◆ Exercise instructions
Rewrite the paragraph beginning "Jardine was convicted on June 3, 1992" from the extract about the 1990 Haiku assault case as a short bulleted list that keeps its main facts.

◆ Extract provided
:::
Photo by Molly Hennessy-Fiske/Los Angeles Times On December 28, 1990, a man broke into the home of a 25-year-old woman in Haiku, Hawaii, held a knife to her throat, and raped her repeatedly while her young children slept in a nearby bedroom. The woman identified Alvin Jardine as the man who raped her. Jardine denied having anything to do with the attack and said that he had drunk 14 to 16 beers that night and was at home asleep when it occurred.
Jardine was convicted on June 3, 1992, by the third jury to hear his case. His first two trials ended with hung juries. Jardine was found guilty of four counts of first-degree sexual assault, three counts of attempted sexual assault, burglary, kidnapping, and terroristic threatening. He was sentenced to 35 years in prison. Jardine maintained his innocence throughout his trial and after conviction. He missed two chances for parole, the first in 2002, and instead spent 9 more years in prison because he refused to enter a sex offender treatment program, which would have required him to admit his guilt.
:::
(Stored data)
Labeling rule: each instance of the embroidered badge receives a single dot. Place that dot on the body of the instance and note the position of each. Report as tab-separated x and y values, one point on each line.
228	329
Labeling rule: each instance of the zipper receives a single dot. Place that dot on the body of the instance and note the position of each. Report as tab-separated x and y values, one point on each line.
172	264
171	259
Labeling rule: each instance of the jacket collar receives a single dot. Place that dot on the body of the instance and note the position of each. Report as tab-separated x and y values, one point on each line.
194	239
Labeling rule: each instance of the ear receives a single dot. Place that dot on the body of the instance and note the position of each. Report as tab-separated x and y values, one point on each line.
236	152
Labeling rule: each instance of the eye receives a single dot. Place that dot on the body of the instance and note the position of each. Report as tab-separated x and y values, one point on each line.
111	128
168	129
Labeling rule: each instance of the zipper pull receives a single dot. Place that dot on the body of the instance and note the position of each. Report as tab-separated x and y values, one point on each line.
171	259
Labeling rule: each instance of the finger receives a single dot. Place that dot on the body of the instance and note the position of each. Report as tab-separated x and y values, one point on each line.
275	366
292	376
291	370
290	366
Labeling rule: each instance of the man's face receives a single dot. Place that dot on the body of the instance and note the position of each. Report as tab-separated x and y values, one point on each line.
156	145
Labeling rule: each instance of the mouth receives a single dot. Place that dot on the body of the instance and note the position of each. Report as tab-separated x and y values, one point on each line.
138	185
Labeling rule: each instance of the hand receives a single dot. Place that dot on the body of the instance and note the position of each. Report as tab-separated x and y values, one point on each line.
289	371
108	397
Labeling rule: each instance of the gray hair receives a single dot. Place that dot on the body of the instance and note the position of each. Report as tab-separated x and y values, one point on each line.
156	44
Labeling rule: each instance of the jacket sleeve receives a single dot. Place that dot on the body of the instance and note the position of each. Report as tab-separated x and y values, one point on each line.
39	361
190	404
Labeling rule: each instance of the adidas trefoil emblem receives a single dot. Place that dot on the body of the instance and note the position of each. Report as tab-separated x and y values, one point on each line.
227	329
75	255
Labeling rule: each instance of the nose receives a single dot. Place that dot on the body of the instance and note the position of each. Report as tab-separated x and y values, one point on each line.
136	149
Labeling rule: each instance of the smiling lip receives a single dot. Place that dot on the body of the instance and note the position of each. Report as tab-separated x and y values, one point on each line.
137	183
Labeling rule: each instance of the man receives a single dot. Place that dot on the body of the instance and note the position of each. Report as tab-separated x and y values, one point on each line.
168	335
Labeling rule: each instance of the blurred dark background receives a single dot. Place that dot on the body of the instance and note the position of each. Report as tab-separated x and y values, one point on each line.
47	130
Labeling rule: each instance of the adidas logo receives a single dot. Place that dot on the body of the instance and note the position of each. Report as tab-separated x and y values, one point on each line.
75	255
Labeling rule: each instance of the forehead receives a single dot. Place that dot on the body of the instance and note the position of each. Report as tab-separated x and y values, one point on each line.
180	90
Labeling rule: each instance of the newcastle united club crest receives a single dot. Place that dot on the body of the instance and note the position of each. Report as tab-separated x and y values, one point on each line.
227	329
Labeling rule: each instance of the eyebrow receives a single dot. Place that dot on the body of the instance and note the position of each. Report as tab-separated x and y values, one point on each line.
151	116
:::
◆ Result of this task
- Convicted on June 3, 1992, by the third jury to hear the case; the first two trials ended with hung juries.
- Found guilty of four counts of first-degree sexual assault, three counts of attempted sexual assault, burglary, kidnapping, and terroristic threatening.
- Sentenced to 35 years in prison.
- Maintained his innocence during the trial and after conviction.
- Missed two chances for parole, the first in 2002. He spent 9 more years in prison because he refused to enter a sex offender treatment program, which would have required him to admit guilt.